— WHAT NEEDS TO BE DONE —
Retype precisely the section of the data that starts at the line containing "If you could drop a marker on the art" and runs to its final line, ends included.

[BEGIN RECORD SET]

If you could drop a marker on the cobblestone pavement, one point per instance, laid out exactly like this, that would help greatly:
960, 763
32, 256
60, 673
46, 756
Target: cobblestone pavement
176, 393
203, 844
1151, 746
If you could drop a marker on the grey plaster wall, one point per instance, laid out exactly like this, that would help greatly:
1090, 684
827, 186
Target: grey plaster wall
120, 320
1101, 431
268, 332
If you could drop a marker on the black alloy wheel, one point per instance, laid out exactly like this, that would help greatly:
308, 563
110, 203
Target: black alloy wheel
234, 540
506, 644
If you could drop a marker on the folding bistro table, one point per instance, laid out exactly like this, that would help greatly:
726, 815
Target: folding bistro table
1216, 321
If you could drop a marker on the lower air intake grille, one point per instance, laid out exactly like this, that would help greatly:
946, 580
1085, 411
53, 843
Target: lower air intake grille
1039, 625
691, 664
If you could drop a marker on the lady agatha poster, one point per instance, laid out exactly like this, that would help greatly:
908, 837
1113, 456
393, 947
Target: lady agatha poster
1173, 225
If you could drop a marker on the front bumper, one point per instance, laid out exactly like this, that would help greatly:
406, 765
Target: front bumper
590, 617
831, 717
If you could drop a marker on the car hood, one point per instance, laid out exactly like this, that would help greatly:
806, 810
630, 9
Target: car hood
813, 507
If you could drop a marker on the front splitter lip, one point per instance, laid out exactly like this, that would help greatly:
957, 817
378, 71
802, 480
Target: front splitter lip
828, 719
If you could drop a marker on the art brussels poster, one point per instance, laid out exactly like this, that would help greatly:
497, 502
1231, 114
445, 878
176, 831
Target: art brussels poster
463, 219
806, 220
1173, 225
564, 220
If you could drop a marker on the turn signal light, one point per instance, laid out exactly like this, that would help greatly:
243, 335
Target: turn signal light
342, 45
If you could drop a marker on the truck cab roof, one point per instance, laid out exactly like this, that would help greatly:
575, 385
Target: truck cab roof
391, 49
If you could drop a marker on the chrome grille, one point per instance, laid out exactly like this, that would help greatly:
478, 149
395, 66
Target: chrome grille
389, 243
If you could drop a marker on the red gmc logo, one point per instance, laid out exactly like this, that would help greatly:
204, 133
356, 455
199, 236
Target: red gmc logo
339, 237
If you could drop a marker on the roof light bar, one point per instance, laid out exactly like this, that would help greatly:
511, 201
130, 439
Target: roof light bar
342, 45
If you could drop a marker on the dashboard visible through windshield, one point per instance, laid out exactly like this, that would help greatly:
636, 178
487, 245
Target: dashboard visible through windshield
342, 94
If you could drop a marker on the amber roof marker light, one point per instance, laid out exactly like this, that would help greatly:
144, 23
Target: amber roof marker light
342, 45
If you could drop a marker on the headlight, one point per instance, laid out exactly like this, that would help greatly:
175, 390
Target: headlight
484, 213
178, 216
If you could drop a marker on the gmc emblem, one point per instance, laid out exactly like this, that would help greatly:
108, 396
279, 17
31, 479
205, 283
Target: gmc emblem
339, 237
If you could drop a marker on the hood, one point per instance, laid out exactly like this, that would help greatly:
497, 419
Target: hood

[END RECORD SET]

— FINISHED EXERCISE —
If you could drop a marker on the art brussels poster, one point per instance, laid out exactly like this, that would help greatly:
497, 502
1231, 114
445, 878
176, 831
Target: art brussels poster
463, 219
806, 220
1173, 225
564, 220
If you could drop a marker on the turn signal light, one point per instance, laid out exactly like this, that would help greatly:
243, 335
Target: turn signal light
342, 45
If you could drop a marker on the truck cab roof, one point per instance, laid out exactly like this, that would help greatly:
575, 385
Target: truck cab roof
391, 49
If you could drop a marker on the chrome grille, one point per instance, laid out exactly like this, that would help greatly:
478, 149
395, 66
Target: chrome grille
389, 243
If you could drop a marker on the red gmc logo, one point per instance, laid out exactly like this, that would help greatly:
204, 133
356, 455
199, 236
Target: red gmc logo
339, 237
If you could drop a marker on the roof light bar, one point per instance, laid out exactly like this, that would help greatly:
511, 201
130, 439
Target: roof light bar
342, 45
If you could drop a marker on the dashboard visible through windshield, one point per instance, laid out exactly like this, that would help greatly:
636, 178
487, 245
Target: dashboard visible through windshield
342, 94
If you could drop a marker on the amber roof marker light, one point per instance, laid out exactly like this, that would help greatly:
144, 23
Target: amber roof marker light
342, 45
If you could drop a marker on the headlight, one point per instance, laid out exactly like this, that would help greatly:
175, 390
Target: headlight
484, 213
178, 216
If you could drop a marker on the gmc emblem, one point per instance, laid out exactly like this, that would help greatly:
108, 396
279, 17
31, 479
205, 283
Target: gmc emblem
339, 237
If you could drop a marker on the hood, one point per instance, laid out exactly like this, that would help greatly:
497, 419
Target: hood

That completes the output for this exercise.